→ **Extract provided**:
Welcome to Edition 8 of Bob Babbitt’s Endurance World Newsletter.
The year was 1991 and the location was a nighttime 10K in downtown San Diego. What I liked best about putting together each edition of Competitor Magazine was to actually take our hot-off-the-press publication to the races and hand them out. My goal was to personally hand out 3,000 magazines each and every month at events. It was the ultimate focus group. I loved running the races, meeting our readers, finding potential stories and getting feedback on what people liked and didn’t like about the magazine.
Even though I left Competitor in 2014, I will always treasure the brand that I am proud to have created and nurtured with my partner Lois Schwartz.
I have kept copies of every issue we produced, from our first issue in June of 1987, through 2012. In my mind, being a hoarder is a good thing because taking a minute to leaf through any issue brings back amazing memories. The great part about that era was getting to grow our magazine and our sports while also getting to cover the careers of Dave Scott, Mark Allen, Scott Tinley, Scott Molina, Paula Newby–Fraser, and so many of the legends of endurance sports.
So what are my top 11 Competitor Magazine covers of all time? I am so glad you asked!
England’s Spencer Smith was a two-time ITU World Champion (1993 and 1994) whose body type, personality, and sense of style set him apart from the other professional triathletes he raced against. What made him great was his ability to simply dig deep and hurt more than the other guy. This particular image of Spencer outkicking 1994 Ironman World Champion Greg Welch, one of the best runners in the sport, speaks volumes about his toughness.
I recently chatted with Spencer about his career, his amazing dad Bill, and how his rivalry with Simon Lessing pushed him out the door every day.

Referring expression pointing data
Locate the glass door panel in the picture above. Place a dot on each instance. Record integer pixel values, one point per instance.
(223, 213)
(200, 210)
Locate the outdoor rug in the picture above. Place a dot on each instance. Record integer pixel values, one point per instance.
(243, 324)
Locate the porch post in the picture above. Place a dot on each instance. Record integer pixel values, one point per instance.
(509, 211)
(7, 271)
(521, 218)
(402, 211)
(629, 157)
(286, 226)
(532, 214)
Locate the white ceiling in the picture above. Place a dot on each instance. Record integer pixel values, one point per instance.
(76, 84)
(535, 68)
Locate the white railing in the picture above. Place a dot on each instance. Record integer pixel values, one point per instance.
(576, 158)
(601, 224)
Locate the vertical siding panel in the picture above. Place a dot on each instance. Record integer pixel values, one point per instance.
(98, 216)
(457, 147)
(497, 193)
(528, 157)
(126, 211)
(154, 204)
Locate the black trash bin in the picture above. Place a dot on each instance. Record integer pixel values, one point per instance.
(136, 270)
---
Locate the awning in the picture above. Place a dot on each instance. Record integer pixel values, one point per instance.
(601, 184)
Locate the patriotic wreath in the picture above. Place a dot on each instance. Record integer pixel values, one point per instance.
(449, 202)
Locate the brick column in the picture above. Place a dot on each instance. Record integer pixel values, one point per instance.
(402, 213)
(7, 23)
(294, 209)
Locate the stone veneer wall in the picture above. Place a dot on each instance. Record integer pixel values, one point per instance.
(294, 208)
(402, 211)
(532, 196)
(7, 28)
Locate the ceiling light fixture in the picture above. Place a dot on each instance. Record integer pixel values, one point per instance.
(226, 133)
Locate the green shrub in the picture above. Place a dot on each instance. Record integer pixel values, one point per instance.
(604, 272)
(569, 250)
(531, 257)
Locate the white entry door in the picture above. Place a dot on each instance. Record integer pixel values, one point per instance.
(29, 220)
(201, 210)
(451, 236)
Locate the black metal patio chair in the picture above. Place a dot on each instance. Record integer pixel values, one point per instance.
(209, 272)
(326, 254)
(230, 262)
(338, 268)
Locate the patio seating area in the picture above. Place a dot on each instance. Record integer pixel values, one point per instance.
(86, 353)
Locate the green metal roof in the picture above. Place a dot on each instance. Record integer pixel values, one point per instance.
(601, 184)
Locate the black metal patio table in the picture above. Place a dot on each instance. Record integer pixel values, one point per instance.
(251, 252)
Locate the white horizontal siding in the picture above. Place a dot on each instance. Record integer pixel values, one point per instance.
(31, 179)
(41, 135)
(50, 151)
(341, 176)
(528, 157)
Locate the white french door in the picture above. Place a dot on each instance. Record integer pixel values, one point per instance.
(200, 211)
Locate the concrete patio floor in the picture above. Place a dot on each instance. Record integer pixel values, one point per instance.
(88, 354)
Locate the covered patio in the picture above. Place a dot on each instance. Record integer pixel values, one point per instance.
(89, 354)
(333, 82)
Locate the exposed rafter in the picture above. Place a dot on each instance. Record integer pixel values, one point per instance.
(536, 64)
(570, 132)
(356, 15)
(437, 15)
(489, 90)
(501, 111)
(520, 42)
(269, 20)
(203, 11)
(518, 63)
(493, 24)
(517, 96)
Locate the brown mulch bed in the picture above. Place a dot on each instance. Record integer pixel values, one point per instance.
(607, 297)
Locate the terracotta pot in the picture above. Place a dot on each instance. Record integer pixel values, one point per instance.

→ **Problem set**:
- A) Write out the part of the newsletter that opens with the words containing "Welcome to Edition" and closes with "partner Lois Schwartz.".
- B) Translate this sentence from the newsletter into Spanish: "My goal was to personally hand out 3,000 magazines each and every month at events."
- C) Say whether each statement agrees with the newsletter, answering yes or no and quoting the words that decide it: (i) Spencer Smith won the ITU World Championship in 1993 and 1994. (ii) The writer left Competitor in 2012. (iii) The magazine's first issue came out in June of 1987.
The listing is not needed for any of this.

→ **Answers for each item**:
- A)
Welcome to Edition 8 of Bob Babbitt’s Endurance World Newsletter.
The year was 1991 and the location was a nighttime 10K in downtown San Diego. What I liked best about putting together each edition of Competitor Magazine was to actually take our hot-off-the-press publication to the races and hand them out. My goal was to personally hand out 3,000 magazines each and every month at events. It was the ultimate focus group. I loved running the races, meeting our readers, finding potential stories and getting feedback on what people liked and didn’t like about the magazine.
Even though I left Competitor in 2014, I will always treasure the brand that I am proud to have created and nurtured with my partner Lois Schwartz.

- B) Mi objetivo era repartir personalmente 3.000 revistas todos y cada uno de los meses en eventos.

- C)
(i) Yes: "was a two-time ITU World Champion (1993 and 1994)"
(ii) No: "Even though I left Competitor in 2014"
(iii) Yes: "from our first issue in June of 1987"